To address these challenges, the Molecular and Nanoscale Interfaces Project aims to couple light absorbers, catalysts, and half-reactions for optimal control of the rate, yield, and energetics of electron and proton flow at the nanoscale, so that complete macroscale artificial photosynthetic systems can achieve maximum conversion of solar photon energy into the chemical energy of a fuel.
Key areas of research in the Molecular and Nanoscale Interfaces group includes the design of molecular “tool kits” for interfacing homogeneous catalysts to electrode surfaces, the development of solid-solid interfacing schemes to couple heterogeneous catalysts to electrode surfaces, and mechanistic studies of charge-transport behavior at these interfaces.
Membrane and Mesoscale Assembly. This project seeks to develop methods for orienting, assembling, and interconnecting nanoscale functional assemblies containing catalysts, light absorbers, and support matrices, into fully functional photoelectrochemical systems. A key objective of work in the program is to develop a knowledge foundation of structure-function relationships for photoelectrochemical layers that allows for prediction and control of transport phenomena in macroscopic solar-fuel generation systems. Towards the goal, research in the Membranes and Mesoscale Assembly program is directed towards the engineering of membranes that satisfy the structural and chemical stability, gas/fuel permeability, and ionic-conductivity requirements for solar-fuels devices as well as towards experimental and theoretical investigations of structured catalyst/light-absorber/membrane assemblies that maximize solar-energy conversion efficiencies.

[Saved entries]
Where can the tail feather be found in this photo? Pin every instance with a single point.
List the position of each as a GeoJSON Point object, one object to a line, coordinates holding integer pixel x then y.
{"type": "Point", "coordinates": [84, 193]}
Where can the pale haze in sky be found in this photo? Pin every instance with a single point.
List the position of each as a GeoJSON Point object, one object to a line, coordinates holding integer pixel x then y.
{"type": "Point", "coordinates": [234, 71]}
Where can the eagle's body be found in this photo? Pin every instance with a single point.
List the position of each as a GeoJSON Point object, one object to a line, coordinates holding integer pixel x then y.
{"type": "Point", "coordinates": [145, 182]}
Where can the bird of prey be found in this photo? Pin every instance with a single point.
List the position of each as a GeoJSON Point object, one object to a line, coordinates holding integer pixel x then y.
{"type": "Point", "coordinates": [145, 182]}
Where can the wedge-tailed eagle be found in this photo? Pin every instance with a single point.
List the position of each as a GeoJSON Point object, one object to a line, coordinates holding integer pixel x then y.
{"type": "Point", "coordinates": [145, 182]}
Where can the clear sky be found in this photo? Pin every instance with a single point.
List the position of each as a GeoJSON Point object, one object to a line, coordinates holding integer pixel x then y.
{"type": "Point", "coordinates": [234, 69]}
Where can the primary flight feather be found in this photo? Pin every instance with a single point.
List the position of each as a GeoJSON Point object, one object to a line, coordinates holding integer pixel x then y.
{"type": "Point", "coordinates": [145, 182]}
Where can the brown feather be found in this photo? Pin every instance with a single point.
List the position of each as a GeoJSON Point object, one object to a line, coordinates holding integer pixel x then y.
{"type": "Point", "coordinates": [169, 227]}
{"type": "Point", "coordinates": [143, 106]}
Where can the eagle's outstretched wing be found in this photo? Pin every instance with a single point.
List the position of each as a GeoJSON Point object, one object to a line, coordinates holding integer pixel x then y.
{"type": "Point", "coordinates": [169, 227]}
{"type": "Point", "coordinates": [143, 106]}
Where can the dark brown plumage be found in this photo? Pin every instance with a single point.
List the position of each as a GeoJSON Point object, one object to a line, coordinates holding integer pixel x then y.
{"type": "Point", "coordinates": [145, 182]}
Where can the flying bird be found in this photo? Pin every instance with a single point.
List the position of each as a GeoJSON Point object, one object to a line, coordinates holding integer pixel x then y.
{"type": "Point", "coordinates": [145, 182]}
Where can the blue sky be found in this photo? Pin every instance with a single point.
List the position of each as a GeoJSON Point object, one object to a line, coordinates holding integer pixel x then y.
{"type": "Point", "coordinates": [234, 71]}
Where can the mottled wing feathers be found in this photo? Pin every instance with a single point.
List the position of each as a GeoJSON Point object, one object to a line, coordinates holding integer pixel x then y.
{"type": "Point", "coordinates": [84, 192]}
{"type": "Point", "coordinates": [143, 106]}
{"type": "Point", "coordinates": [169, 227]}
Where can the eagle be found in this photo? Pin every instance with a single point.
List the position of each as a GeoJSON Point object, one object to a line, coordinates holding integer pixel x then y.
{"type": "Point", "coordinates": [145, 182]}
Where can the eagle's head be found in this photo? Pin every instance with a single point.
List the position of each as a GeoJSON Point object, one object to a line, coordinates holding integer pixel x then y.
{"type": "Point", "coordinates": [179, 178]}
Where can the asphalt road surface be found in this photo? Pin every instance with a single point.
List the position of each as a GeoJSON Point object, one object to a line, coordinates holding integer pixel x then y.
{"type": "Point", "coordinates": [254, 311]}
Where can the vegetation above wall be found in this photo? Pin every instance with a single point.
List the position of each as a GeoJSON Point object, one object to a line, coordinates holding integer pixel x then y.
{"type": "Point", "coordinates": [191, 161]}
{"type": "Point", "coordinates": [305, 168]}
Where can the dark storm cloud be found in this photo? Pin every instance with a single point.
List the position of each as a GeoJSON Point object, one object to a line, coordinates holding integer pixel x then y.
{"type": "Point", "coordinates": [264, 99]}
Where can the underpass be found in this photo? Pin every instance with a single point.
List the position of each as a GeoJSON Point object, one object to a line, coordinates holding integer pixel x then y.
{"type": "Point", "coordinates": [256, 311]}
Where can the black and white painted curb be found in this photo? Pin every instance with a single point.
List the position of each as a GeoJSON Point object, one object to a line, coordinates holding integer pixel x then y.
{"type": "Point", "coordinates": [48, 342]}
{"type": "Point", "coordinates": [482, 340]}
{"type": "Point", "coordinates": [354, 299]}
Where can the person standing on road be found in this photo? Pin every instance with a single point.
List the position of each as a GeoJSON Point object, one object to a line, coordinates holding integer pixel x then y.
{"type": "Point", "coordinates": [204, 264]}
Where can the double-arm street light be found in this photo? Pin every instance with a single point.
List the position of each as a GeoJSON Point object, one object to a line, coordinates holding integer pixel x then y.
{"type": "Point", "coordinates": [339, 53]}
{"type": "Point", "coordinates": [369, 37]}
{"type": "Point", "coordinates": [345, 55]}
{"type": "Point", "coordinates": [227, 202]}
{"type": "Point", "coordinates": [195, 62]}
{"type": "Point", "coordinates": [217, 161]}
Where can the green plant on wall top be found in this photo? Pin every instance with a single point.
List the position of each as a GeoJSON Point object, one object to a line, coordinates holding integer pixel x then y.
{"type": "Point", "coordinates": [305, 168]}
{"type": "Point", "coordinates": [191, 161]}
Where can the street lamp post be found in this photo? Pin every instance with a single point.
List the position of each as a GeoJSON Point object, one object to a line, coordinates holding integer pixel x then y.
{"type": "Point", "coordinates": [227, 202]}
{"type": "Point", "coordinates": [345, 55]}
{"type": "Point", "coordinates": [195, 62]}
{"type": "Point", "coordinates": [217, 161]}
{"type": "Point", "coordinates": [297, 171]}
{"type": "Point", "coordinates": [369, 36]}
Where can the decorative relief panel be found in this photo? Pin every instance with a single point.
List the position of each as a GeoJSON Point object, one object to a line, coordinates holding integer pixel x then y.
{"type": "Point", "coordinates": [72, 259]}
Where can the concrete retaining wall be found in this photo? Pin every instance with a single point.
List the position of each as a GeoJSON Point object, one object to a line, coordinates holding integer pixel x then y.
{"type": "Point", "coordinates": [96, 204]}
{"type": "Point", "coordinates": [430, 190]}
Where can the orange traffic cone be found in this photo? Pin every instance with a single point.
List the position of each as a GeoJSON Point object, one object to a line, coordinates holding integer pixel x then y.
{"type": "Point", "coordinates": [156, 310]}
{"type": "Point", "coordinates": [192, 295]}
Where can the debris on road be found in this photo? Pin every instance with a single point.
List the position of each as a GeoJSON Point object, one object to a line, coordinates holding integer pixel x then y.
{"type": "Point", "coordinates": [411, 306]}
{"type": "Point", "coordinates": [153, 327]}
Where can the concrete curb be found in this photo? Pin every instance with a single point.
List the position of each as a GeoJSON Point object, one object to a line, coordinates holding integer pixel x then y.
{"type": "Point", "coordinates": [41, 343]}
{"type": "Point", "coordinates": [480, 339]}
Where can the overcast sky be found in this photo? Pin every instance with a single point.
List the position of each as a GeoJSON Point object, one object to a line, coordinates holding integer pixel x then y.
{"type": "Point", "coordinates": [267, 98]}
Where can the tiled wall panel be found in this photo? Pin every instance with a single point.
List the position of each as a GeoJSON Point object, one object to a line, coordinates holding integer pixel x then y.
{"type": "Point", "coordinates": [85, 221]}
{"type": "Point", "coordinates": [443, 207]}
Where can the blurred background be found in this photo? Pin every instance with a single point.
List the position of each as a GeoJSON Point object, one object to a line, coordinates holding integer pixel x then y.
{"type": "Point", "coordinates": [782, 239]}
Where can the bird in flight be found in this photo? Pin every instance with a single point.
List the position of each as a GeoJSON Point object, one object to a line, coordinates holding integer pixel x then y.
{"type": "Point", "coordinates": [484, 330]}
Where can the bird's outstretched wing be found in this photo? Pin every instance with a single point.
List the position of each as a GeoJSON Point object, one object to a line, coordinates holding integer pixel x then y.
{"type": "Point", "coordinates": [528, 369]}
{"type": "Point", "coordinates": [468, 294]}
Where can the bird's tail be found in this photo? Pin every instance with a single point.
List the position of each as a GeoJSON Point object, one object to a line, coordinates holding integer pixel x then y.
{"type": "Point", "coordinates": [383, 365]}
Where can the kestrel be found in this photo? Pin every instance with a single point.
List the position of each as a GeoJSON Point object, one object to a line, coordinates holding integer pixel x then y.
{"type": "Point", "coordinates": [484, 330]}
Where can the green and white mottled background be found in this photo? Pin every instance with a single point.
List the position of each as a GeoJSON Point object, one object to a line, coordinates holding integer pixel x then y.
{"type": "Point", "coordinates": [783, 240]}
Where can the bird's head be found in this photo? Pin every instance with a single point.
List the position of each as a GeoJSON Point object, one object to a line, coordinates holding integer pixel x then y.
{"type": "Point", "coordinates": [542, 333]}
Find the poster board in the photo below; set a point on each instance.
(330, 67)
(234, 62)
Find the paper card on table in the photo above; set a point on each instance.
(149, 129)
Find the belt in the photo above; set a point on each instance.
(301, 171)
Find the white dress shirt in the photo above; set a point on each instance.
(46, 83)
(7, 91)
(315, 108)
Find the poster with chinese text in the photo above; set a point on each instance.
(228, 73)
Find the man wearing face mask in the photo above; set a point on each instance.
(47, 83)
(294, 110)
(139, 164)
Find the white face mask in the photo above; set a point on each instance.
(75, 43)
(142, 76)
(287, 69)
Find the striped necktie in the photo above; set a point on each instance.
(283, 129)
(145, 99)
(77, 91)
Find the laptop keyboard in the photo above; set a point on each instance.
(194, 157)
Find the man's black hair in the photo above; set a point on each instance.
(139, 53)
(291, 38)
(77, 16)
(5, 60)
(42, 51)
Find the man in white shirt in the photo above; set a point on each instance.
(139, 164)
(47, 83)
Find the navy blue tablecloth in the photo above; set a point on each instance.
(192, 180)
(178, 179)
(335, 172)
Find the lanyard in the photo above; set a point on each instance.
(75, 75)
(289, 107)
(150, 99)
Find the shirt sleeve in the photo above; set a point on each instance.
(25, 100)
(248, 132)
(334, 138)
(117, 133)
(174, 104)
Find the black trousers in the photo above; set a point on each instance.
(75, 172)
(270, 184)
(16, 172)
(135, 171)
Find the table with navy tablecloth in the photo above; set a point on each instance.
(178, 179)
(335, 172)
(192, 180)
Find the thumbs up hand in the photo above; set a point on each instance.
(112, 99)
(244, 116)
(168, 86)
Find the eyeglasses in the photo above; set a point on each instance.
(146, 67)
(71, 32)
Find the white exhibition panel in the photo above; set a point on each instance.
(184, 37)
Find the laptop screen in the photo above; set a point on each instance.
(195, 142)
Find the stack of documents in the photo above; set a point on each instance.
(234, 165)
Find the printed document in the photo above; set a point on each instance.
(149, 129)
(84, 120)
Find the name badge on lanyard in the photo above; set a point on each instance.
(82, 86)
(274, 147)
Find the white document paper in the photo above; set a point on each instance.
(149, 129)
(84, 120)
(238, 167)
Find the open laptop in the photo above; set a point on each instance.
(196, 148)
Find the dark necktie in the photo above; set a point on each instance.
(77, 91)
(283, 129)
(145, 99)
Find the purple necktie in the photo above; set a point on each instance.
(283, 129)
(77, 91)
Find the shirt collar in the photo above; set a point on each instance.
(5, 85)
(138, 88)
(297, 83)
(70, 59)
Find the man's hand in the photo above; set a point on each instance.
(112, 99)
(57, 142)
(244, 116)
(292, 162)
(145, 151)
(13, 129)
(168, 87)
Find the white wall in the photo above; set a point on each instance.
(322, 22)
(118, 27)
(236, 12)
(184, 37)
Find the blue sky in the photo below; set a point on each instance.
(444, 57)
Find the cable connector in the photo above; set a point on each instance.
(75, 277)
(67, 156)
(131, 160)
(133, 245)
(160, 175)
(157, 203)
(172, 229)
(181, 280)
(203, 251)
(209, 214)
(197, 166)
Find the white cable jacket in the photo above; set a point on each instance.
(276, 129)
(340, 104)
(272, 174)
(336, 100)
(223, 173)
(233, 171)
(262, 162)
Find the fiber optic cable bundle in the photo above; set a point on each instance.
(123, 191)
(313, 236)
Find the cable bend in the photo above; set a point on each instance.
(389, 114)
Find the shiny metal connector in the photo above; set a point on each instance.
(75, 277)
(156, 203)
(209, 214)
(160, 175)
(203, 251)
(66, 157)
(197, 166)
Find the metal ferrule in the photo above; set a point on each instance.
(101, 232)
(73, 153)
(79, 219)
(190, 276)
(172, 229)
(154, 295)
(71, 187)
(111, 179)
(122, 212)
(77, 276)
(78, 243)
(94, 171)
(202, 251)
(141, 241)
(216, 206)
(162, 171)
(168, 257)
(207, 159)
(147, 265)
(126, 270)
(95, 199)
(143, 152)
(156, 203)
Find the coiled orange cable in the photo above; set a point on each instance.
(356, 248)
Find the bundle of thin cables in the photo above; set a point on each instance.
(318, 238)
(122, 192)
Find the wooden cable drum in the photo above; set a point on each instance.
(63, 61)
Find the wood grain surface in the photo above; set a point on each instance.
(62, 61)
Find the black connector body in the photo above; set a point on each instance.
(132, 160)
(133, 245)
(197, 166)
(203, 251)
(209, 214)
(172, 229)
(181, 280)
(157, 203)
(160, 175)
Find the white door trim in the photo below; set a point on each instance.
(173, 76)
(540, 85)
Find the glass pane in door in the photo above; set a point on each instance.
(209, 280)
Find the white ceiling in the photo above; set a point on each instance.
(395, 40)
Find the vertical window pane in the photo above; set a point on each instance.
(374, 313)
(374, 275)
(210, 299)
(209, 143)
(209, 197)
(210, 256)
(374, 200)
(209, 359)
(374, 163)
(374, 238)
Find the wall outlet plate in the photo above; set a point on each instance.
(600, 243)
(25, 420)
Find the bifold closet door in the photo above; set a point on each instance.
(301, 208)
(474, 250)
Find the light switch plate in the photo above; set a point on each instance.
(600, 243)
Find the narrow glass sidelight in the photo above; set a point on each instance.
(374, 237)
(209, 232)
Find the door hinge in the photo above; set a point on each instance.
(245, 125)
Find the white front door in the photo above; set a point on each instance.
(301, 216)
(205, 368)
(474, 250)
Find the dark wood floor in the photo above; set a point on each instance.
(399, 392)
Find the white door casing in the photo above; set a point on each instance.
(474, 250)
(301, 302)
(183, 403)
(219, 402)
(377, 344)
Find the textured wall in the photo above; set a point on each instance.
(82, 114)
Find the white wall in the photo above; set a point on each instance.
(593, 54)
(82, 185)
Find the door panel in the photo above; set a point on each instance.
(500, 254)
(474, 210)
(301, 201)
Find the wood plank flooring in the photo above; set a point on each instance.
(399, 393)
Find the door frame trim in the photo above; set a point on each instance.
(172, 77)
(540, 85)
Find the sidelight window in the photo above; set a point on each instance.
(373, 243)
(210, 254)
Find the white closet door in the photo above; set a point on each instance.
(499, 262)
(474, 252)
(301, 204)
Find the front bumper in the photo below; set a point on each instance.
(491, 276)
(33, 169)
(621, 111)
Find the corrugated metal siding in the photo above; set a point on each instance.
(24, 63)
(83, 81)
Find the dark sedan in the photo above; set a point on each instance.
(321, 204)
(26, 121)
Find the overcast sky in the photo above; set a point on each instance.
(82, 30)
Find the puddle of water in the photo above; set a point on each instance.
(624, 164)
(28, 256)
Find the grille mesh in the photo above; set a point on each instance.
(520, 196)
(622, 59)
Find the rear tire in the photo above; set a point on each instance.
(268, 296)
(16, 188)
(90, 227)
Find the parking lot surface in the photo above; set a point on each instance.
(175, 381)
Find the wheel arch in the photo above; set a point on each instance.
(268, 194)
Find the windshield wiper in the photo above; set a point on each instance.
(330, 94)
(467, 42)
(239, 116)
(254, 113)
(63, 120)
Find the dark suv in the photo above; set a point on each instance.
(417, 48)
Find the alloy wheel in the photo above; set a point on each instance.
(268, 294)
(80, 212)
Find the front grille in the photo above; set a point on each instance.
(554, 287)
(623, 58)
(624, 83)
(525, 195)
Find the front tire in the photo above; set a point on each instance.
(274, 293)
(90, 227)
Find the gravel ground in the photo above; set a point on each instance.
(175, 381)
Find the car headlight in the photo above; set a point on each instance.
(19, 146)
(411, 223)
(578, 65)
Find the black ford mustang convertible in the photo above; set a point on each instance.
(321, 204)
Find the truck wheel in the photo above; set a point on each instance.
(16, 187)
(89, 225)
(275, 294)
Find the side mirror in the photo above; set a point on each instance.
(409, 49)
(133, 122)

**What to do:**
1 - In the solar-fuels research description, give again the part that opens with the words containing "To address these" and closes with "at these interfaces.", updating "electrode surfaces" to "electrode substrates".
2 - According to the solar-fuels research description, what requirements must the membranes engineered in the Membranes and Mesoscale Assembly program satisfy?
3 - Continue the solar-fuels research description from its last sentence.

**Answers to each task:**
1 -
To address these challenges, the Molecular and Nanoscale Interfaces Project aims to couple light absorbers, catalysts, and half-reactions for optimal control of the rate, yield, and energetics of electron and proton flow at the nanoscale, so that complete macroscale artificial photosynthetic systems can achieve maximum conversion of solar photon energy into the chemical energy of a fuel.
Key areas of research in the Molecular and Nanoscale Interfaces group includes the design of molecular “tool kits” for interfacing homogeneous catalysts to electrode substrates, the development of solid-solid interfacing schemes to couple heterogeneous catalysts to electrode substrates, and mechanistic studies of charge-transport behavior at these interfaces.

2 - They must satisfy the structural and chemical stability, gas/fuel permeability, and ionic-conductivity requirements for solar-fuels devices.

3 -
Scale-Up and Prototyping. The focus of the Scale-Up and Prototyping Project is to construct fully functional, macroscopic solar-fuels generation systems to guide the overall research effort of JCAP. The design of prototypes on a large size scale is needed to identify the critical effects that bubbles, reactant input and product output flows, optical issues, and other such issues will have on the performance of a solar-fuels generator.
Work in the Scale-Up and Prototyping program informs the JCAP scientific efforts as to where key performance levers are and also identifies gaps revealed by real-world implementation of an integrated solar-fuels generator based on artificial photosynthesis. Current development work in the program is focused on the design of prototype models that use dual-light absorber (tandem) configuration cells.
JCAP—which brings together many of the world’s top researchers in the field of artificial photosynthesis—is led by the California Institute of Technology in partnership with Lawrence Berkeley National Laboratory, and operates research sites at both institutions.
A Southern California site is located at the Caltech campus in Pasadena, while a Northern California site operates at Lawrence Berkeley National Laboratory in Berkeley. Additional partners include SLAC National Accelerator Laboratory; the University of California, Irvine; and the University of California, San Diego.
JCAP is one of several Energy Innovation Hubs established by the Department of Energy beginning in 2010. The Energy Innovation Hubs are major integrated research centers, drawing together researchers from multiple institutions and varied technical backgrounds. They are modeled after the strong scientific management approaches typified by the Manhattan Project, the Lincoln Lab at MIT, which developed radar, AT&T’s Bell Laboratories, which developed the transistor, as well as the successful DOE Bioenergy Research Centers established during the Bush Administration to pioneer advanced techniques in biotechnology, including biofuels.